Exercise set>
**a)** Answer these questions about the passage on greedy clique algorithms:
(i) What size does the passage give for naturally occurring cliques?
(ii) Who designated the family of greedy algorithms called SM^i?
(iii) In what time can SM^0 be implemented to run?
**b)** Copy every line of the data listing below without any changes.

Document passage>
Jerrum’s first challenge is to find a hidden subgraph of size \(\sim N^{0.5 - \epsilon }\) with probability greater than 1/2, using an algorithm whose cost is polynomial in the number of bonds in the graph (i.e. \(N^2\) is considered to be a linear cost). We see below that the range of hidden clique sizes that can be hidden between \(N^{1/2}\) and the naturally-occurring cliques of size \(2 \log _2N\) is not large. So practically oriented work has focused on finding hidden cliques of size \(\alpha N^{1/2}\) for \(\alpha < 1\). Karp in his original paper, Jerrum, and several others have also turned the identification of any naturally occurring clique larger than \(\log _2 N\) into such a challenge: find any clique of size exceeding \(\log _2 N\) with probability exceeding 1/2. We saw in the discussion of Fig. 1 that finding cliques which exceed \(\log _2 N\) by a small constant number of sites should be straightforward at any value of N. We shall see that both challenges can be met for large, finite, and thus interesting values of N, and will attempt to characterize for what range of N they remain feasible.

Below, in “Greedy algorithms” section, we introduce a class of greedy algorithms, of complexity polynomial in N, and test the accuracy with which they reflect the size and distribution of the maximum cliques present in \(G(N,p=1/2)\) for useful sizes of N. In “Hidden clique” section, we review the “hidden clique” variant of the Maximum Clique problem, and describe its critical difference from the problem treated in “Greedy algorithms” section (that the hidden clique is unique, while naturally occurring cliques are many). We show that our greedy algorithms can exploit this difference to perform as well as or better than the best proposed methods in the literature. “Conclusions” section summarizes our conclusions and provides recommendations for future work.

Greedy algorithms

In this section, we describe the performance of a family of increasingly powerful greedy algorithms for constructing a maximal clique on an undirected graph. Those algorithms are polynomial in time and use some randomness, but they are myopic in generating optimal solutions. However, because they are relatively fast, significant research effort has been devoted to improving their performance while adding minimal complexity. We will show ways of combining several of these simple greedy algorithms, to obtain better solutions at somewhat lower cost by adding a very limited form of back-tracking.

We start by considering a simple family of greedy algorithms, designated by Brockington and Culberson16, as \(SM^{i}\), \(i=0,1,2..\). \(SM^{0}\) improves over the naive approach we described at the outset17, by selecting at each stage the site with the largest number of neighbors to add to the growing clique. If there are many such sites to choose from, each connected to all of the sites in the part of the clique identified to that point, one is chosen at random, so multiple applications of \(SM^{0}\) will provide a distribution of answers for a given graph G(Np). At each stage this choice of the site to add retains somewhat more than half of the remainder of the graph, Z, so the resulting clique will be larger than \(\log _2 N\), for all N. \(SM^0\) can be implemented to run in \({\mathscr {O}}(N^2)\) time.

Data listing

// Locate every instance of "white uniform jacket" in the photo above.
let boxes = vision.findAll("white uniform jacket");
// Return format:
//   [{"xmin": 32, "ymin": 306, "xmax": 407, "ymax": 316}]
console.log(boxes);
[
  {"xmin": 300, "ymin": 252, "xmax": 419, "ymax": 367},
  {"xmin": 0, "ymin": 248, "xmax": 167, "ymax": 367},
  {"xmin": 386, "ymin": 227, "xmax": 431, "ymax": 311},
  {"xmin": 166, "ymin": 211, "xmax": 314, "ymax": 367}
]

Solutions below>
**a)**
(i) 2 log₂ N
(ii) Brockington and Culberson
(iii) O(N²) time

**b)**
// Locate every instance of "white uniform jacket" in the photo above.
let boxes = vision.findAll("white uniform jacket");
// Return format:
//   [{"xmin": 32, "ymin": 306, "xmax": 407, "ymax": 316}]
console.log(boxes);
[
  {"xmin": 300, "ymin": 252, "xmax": 419, "ymax": 367},
  {"xmin": 0, "ymin": 248, "xmax": 167, "ymax": 367},
  {"xmin": 386, "ymin": 227, "xmax": 431, "ymax": 311},
  {"xmin": 166, "ymin": 211, "xmax": 314, "ymax": 367}
]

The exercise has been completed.